Given entries:
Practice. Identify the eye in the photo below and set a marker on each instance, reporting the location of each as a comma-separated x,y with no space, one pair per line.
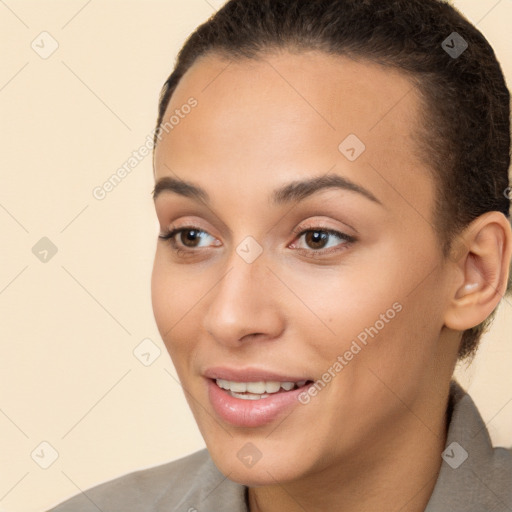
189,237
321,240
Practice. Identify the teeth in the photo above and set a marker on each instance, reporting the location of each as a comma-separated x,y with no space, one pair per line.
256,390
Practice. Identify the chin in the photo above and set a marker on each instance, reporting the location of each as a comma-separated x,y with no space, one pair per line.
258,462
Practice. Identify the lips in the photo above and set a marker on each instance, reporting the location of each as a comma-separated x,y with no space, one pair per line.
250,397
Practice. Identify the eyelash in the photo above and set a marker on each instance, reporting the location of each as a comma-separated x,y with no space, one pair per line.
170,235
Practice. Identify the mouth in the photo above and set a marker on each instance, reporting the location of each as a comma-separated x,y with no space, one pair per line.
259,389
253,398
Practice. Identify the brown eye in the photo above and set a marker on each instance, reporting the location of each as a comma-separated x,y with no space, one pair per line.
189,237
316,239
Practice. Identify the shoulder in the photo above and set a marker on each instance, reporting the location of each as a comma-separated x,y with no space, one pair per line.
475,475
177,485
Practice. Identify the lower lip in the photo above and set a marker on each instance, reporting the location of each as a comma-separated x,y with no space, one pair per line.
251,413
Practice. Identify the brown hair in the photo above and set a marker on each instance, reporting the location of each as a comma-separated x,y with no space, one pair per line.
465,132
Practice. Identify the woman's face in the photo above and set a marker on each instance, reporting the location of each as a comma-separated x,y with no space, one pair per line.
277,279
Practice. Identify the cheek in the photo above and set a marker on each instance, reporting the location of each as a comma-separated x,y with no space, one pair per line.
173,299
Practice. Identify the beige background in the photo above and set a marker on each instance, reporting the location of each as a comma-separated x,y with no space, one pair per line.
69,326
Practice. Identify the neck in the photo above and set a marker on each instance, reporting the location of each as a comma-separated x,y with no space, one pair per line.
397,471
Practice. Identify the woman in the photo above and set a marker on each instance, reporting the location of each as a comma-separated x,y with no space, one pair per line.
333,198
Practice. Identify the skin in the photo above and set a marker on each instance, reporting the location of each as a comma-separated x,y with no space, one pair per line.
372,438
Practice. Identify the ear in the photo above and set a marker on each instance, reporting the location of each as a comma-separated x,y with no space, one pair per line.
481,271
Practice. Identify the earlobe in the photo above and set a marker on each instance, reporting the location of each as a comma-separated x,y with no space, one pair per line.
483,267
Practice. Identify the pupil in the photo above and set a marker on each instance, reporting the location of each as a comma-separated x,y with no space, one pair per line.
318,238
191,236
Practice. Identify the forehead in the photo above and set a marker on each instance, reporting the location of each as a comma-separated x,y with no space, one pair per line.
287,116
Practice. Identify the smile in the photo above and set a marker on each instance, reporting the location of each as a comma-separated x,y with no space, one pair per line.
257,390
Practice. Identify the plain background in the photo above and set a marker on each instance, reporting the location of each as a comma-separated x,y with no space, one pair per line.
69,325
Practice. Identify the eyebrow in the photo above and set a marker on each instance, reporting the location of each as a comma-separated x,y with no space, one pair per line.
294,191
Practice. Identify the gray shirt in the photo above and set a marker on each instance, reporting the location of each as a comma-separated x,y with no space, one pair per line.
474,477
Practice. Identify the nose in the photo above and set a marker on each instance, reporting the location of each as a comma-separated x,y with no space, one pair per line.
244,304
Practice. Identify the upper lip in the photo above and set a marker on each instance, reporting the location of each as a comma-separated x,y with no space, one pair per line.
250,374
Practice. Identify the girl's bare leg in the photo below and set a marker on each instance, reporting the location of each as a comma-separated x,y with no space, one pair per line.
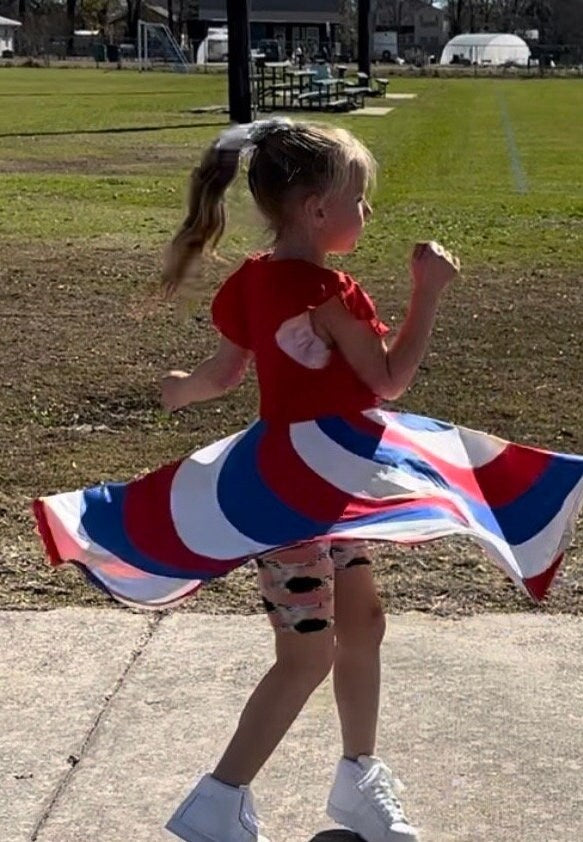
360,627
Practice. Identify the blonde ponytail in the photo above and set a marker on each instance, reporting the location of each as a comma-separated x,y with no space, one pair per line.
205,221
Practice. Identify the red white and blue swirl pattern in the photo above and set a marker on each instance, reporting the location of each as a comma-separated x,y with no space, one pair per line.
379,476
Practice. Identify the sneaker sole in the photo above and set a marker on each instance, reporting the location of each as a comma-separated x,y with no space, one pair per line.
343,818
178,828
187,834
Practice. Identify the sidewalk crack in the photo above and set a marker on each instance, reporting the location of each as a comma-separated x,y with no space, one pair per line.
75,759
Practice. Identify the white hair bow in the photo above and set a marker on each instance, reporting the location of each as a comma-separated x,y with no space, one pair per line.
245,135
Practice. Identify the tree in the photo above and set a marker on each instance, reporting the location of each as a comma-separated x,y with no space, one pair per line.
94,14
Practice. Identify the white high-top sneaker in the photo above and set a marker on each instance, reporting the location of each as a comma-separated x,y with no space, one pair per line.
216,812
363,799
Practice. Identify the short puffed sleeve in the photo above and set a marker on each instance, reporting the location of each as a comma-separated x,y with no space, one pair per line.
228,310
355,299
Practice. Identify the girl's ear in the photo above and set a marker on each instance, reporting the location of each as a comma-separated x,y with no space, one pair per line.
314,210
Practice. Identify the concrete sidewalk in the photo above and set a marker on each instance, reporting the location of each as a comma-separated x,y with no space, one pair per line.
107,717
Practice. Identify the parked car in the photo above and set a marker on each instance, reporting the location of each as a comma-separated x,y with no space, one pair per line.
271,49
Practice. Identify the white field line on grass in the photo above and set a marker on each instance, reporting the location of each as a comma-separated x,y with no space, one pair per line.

Task objective: Please copy the lines above exactly as written, apart from any pictures.

Exercise output:
Practice. Identify the eye in the photo below and set a marker on each instance, reporting the location of each as a comma-separated x,y with no space, one pair per line.
189,237
321,240
Practice. Identify the teeth in the photo above and set a marker on each instance, reporting the location of each as a comma-separated x,y with no space, one pair per line.
256,390
Practice. Identify the chin in the photo above and set a marker on each instance, reporting the location of each as a comma-separated x,y with no space, one pair per line.
258,462
Practice. Identify the lips in the photo above and set a marker on each instance, reporting the location of each as a comma-separated x,y with no space, one pair per line.
250,397
Practice. Identify the eyelash in the photo above and set a marker on each instance, reporting the location of each as a comma-separated x,y with no space, one pair per line.
170,235
Practice. Identify the mouth in the photo above and set a marker on each instance, reporting the location of each as a comma-separated x,y with no space, one pair per line.
259,389
253,398
Practice. Identify the brown eye in the photo above and set a marker on each instance, reporting the location of each as a comma-separated x,y with no space, one pair per line.
189,237
316,239
Practice. Identify the shoulder in the photo above and set a marker on each instance, reporting the location of each as a comma-separated x,y with no space, one pair per line.
475,475
177,485
Practice. Identify the lower lip in the photo above and set a marker on each instance, reporting the location of each as a comma-separated x,y with no space, one pair per line.
251,413
Practice. Identify the brown hair in the photo above and set a marker on each instance, reporting the location of each as a comma-separated x,y with no space, one pair per line.
465,132
Practice. Identify the woman's face in the photo above and set a marker on each instance, reporting the location of each as a comma-separated x,y with no space, one pair per line.
277,279
Practice. Identify the cheek in the photo above and set a marker on each instance, reporting the location of each as a comma-separated x,y with no space, one pair per line.
173,299
Practice. Identify the beige background in the photo above and set a marker on each instance, reporting the location of each as a comma-separated x,y with no space, one pair per line.
69,326
Practice. Identify the neck in the photo above and set a marker on each instance, reporting the location of each as a comma-separated x,y with no space, one pair per line.
397,471
Practice. Identify the woman in the photo above and set a marker on each instance, reporting the location of each as a comma-separated x,y with no space, one pair per line.
333,198
Practice. Identify the skin in the photo above and set a marker on each instance, reporting the location of each as a comma-separated x,y with no space, one pair per line.
372,438
Practice. Identify the ear in the photo above and set a marker on each instance, reporting the location of each as a comma-separated x,y with no space, one pair per line.
481,271
Practice. Identify the earlobe in the photo above and set a marker on each instance, reporting the location of each as a comma-separated x,y with no space, one pair per line.
483,267
Practice. Identify the pupil in the photo above and set a marker on each instance, reporting the location of each as a comma-separated x,y with no space, one pair per line.
318,238
191,236
Practice. Identify the forehead in the photo above and set a marker on each instance, reporting the location of each as a comma-separated x,y with no space, one pair per line.
287,116
Practice. Identify the smile in the photo above and set a marker on each instance, reporting the location of each as a comma-separated x,y with no space, one pair per line.
257,390
Practice. Identify the plain background in the photo above and set a marker on each instance, reporting the location of each as a comma-separated x,y with no space, one pair per line.
69,325
Practice. Identify the eyebrow in the photo above and set a marker on each instance, reporting the location of each as a comma-separated x,y with no space, one pair per line.
294,191
Practice. Identify the gray shirt in the photo above and set a marker on each instance, reporting the location of each as a comma-separated x,y with no space, one pair per line.
474,477
Practice. Identify the nose in the photo above and set a marker on each instance, reporting the location of each as a comma-separated x,y with no space, one pair per line.
244,304
Practice. Identify the upper lip in the photo above and set a marker on each instance, reporting the location of each as a comma-separated x,y with no space, one pair per line.
250,374
Practice. Identify the girl's bare leg in the photo below and set a marker on each instance, reporting the location of each as a comma-separated x,y with no space, one pair per line.
360,627
Practice. Identify the blonde ponytail in the photo above and set a marker on each instance, reporting the location of each as a comma-separated x,y with no space, one pair per line.
205,221
Practice. Identify the red white and blue swirl pattern in the photo above and set a marker on each instance, reporting the location of each as a comma-separated x,y with no space, one pair per line.
379,476
Practice. Identify the sneaker sole in the photo above and set a marker on each instance, reporting the location of each as a comma-separated x,y with no space, one pair per line.
343,818
178,828
187,834
Practice. Identify the sidewalk crack in the photo above and set a marker on each instance, reporting the location of each as a comma-separated x,y with no space, one pair per line.
75,759
Practice. Identify the white hair bow in the photo above and set a marker on each instance, reporting the location of each as a comma-separated x,y with no space, one pair per line.
245,135
Practice. Identify the tree in the photo above and set a marker on each instance, reporting the location of each as a comma-separated x,y with no space, one pair per line.
94,14
Practice. Identify the white high-top sneaker in the photo above and set a marker on each instance, reporting the location of each as a comma-separated x,y with no space, one pair per line.
216,812
363,799
Practice. Identify the short puffed sleeve in the photo above and set a marker on each instance, reporting the location of each as a comma-separated x,y with no space, one pair per line.
228,310
355,299
Practice. Identify the girl's ear in the photo above and set a marker on each instance, reporting the location of each as a comma-separated x,y with no space, one pair per line.
314,210
Practice. Identify the concrete sidewalk in the photo above and set a marker on each instance, reporting the location of each as a comma-separated x,y with no space, one pair per line.
107,717
Practice. Identify the parked car in the photo above and set a marker on each instance, reporting the location of each as a comma-separated x,y with no space, one pair per line.
271,49
Practice. Identify the white field line on grass in the photo above and set a marker on each instance, reporting the location of each as a comma-separated x,y with no space, one pair per line.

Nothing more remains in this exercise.